• [What is being asked] Could you copy, word for word, only the lines from the one containing "Consider the photo above. For every instance of the paved" through the last line of the records below, both included?

• [Dataset records]
______________________________

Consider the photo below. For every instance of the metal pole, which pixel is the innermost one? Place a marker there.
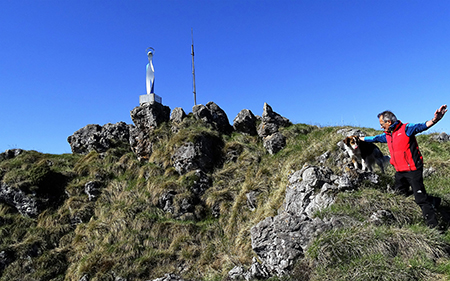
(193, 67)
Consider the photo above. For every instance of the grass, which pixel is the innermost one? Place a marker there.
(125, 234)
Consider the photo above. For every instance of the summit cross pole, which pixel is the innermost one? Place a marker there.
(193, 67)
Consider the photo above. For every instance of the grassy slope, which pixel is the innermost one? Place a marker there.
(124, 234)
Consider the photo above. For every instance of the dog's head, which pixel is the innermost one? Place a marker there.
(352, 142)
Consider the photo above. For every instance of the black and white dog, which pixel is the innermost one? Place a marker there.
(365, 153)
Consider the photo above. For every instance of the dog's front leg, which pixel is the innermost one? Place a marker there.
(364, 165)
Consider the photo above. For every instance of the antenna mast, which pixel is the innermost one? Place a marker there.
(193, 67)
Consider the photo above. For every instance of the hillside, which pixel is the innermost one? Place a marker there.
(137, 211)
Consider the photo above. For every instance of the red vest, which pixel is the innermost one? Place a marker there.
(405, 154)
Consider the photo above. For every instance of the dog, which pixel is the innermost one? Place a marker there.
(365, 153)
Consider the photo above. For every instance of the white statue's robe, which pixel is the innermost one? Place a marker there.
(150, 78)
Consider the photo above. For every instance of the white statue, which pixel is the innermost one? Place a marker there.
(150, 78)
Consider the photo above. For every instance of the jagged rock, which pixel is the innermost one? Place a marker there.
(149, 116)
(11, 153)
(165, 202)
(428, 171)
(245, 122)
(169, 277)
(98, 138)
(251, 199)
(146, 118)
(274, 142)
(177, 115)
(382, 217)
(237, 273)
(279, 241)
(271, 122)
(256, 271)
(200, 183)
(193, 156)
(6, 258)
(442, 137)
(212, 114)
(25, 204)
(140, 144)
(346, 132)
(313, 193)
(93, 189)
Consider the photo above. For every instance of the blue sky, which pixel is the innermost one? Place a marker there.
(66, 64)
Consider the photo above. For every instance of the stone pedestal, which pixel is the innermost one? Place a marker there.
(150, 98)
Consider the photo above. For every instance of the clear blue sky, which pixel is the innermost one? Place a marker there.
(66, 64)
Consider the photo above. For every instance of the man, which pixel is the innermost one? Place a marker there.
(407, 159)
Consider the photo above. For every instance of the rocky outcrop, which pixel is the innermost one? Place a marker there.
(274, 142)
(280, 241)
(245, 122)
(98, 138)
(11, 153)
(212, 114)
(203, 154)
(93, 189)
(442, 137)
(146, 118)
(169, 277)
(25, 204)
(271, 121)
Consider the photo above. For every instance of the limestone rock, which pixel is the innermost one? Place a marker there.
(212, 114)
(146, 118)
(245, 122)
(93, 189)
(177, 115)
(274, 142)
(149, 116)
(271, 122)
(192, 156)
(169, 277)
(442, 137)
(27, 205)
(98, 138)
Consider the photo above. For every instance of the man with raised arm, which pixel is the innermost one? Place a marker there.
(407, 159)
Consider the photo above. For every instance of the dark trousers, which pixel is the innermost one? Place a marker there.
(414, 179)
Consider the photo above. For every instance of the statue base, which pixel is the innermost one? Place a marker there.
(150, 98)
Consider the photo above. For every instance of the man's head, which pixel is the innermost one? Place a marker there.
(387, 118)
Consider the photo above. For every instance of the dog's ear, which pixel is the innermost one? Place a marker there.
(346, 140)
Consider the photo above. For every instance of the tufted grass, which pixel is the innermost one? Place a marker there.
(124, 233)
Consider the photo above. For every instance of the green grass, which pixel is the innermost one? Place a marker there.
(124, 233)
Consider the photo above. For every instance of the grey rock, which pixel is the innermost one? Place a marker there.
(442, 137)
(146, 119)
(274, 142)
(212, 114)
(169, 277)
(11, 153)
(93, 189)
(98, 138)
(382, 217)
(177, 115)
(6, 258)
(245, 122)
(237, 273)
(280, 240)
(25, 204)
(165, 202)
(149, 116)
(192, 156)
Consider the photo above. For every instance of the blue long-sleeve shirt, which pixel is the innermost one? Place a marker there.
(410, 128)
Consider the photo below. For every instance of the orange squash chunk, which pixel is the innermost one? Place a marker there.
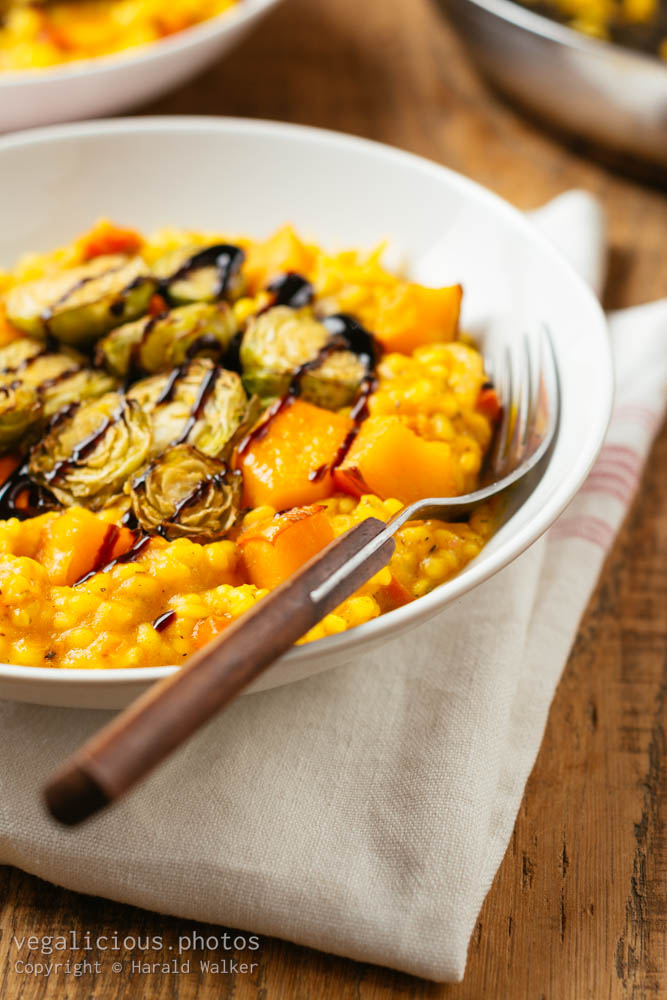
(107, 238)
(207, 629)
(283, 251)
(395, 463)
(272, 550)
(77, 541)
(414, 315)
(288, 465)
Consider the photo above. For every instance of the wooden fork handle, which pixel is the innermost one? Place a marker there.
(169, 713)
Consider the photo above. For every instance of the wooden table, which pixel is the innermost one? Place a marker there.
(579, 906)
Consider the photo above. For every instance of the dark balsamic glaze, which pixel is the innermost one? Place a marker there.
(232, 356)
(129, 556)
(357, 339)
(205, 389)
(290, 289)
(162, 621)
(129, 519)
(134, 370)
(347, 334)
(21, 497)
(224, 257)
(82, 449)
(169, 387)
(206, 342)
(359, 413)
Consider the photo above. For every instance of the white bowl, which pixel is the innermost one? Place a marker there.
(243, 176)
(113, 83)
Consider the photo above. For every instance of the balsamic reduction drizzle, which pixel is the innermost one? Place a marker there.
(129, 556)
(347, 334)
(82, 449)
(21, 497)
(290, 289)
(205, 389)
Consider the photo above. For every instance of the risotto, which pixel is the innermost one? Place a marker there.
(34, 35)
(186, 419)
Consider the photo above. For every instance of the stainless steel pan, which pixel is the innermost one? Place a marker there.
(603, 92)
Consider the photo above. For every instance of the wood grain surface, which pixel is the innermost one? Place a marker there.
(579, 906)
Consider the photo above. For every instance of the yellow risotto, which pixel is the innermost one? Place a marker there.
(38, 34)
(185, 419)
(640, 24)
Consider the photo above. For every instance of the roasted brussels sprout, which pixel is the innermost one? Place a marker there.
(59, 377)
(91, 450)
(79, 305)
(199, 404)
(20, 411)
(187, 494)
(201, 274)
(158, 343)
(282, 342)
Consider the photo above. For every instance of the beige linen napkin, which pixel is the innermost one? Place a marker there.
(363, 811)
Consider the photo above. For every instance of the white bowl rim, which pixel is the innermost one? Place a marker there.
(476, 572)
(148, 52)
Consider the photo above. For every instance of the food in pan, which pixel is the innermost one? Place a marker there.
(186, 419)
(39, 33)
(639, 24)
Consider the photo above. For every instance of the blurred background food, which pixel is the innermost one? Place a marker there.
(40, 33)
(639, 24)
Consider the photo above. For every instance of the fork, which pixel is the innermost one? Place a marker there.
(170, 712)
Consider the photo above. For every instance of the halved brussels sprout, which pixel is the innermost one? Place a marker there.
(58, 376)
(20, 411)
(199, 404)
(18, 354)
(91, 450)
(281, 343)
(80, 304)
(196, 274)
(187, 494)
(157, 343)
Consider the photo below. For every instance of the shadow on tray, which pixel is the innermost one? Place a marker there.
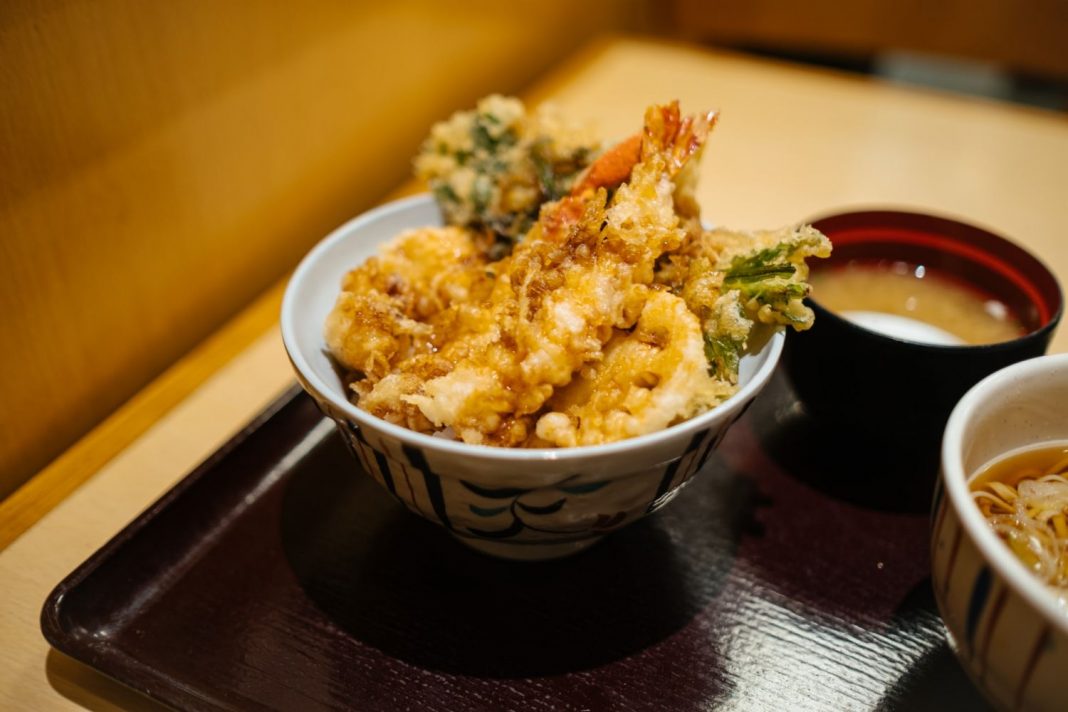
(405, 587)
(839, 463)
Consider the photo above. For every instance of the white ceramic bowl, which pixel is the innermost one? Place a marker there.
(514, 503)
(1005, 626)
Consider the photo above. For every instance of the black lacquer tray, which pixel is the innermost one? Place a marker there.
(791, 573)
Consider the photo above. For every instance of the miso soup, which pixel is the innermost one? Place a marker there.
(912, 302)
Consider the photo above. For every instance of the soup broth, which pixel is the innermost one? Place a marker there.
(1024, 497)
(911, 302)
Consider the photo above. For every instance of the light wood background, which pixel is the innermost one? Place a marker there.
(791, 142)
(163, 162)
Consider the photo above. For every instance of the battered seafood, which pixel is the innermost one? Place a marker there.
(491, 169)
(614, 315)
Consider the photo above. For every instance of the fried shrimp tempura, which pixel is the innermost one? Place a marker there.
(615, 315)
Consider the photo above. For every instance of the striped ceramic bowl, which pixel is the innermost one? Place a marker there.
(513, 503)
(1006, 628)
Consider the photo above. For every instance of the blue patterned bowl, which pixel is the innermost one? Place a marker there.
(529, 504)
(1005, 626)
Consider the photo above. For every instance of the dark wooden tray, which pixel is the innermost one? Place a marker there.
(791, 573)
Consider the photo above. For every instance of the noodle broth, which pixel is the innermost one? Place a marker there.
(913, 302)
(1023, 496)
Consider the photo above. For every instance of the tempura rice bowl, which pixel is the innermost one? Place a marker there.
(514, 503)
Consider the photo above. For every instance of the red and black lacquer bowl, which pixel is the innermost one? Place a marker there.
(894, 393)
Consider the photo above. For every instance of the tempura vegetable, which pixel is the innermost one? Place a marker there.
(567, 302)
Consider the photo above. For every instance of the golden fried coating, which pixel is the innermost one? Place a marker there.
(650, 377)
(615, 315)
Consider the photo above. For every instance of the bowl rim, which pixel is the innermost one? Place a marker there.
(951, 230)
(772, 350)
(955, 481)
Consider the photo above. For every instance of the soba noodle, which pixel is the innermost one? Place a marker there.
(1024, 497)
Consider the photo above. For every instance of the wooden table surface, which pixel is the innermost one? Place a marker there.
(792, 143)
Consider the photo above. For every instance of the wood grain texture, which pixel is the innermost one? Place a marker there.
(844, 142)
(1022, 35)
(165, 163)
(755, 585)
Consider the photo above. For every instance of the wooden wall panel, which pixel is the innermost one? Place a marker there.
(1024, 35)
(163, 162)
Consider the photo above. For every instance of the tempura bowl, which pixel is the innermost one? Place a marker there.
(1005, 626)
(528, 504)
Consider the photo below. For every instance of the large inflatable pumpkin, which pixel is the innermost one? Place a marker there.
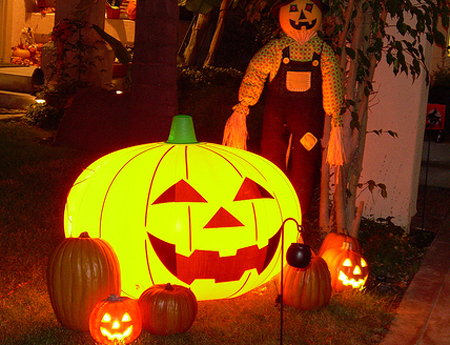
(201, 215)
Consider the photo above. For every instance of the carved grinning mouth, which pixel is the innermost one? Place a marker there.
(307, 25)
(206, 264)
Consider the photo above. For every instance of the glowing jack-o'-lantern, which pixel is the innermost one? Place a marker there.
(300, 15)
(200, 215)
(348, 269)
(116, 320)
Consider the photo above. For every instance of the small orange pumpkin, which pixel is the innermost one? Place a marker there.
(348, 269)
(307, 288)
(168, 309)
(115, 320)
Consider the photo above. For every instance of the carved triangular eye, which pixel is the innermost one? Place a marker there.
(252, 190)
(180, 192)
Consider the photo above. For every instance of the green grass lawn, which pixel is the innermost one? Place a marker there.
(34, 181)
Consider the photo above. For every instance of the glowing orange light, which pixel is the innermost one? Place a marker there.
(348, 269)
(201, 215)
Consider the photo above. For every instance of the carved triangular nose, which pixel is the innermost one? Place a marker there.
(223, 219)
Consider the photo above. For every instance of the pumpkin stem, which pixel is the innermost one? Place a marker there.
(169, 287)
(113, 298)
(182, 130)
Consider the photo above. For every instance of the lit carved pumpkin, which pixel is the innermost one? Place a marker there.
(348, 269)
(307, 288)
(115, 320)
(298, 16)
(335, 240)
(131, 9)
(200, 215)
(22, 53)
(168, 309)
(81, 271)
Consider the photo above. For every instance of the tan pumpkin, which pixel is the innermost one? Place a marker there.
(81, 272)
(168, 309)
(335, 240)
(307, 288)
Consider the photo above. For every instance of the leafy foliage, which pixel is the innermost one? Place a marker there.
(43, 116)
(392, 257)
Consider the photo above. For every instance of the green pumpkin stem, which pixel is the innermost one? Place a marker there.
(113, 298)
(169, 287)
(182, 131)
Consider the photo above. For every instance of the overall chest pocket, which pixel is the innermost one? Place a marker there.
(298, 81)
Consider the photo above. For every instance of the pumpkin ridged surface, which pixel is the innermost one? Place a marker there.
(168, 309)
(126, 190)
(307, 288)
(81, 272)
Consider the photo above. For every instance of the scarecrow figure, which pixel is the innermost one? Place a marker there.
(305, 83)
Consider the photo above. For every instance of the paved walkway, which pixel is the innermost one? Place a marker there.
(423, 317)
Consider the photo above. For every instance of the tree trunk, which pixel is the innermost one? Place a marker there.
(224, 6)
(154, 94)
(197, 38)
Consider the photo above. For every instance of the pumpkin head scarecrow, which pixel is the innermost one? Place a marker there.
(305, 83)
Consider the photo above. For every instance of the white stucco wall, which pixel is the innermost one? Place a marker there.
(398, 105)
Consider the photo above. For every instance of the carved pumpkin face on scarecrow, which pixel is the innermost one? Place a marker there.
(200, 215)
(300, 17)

______________________________

• [Written reply]
Consider the photo above. For every instance of the paved walkway, which pixel is the innermost one? Place a marker there.
(423, 317)
Consider the photo above. For every instance of the tree trunk, which pixel is the innermost one? Place a marker there.
(224, 6)
(154, 94)
(197, 38)
Consider the photo above. For every instance of the pumpkin head scarecrow, which pixel is the innermost one? Place a marker there.
(305, 83)
Consider the photo above. For every instance of the white stucco wall, which pixel is the innermost one? Place a marker there.
(398, 105)
Consider the photo above. For every instance of the carved pumpkin face on scarecrow, which pixel is the innermost one? Place a marker there.
(200, 215)
(300, 17)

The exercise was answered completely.